____ STUDY MATERIAL

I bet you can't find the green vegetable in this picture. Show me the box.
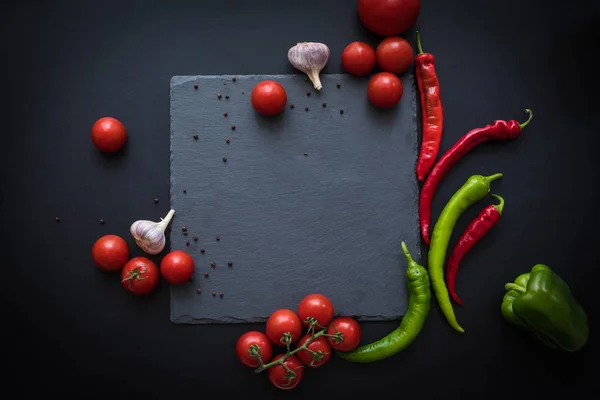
[502,264,589,352]
[338,242,430,363]
[428,173,502,333]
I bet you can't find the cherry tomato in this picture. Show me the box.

________

* **ABOUT THIS TASK**: Without including any pictures, print all of the material exactly as given.

* **EXPECTED OUTPUT**:
I bet you can't find the green vegetable in this picture. Show me the box.
[502,264,589,352]
[338,242,430,363]
[428,173,502,333]
I bet you can't find the cherry tomato in this picture. Show me the box.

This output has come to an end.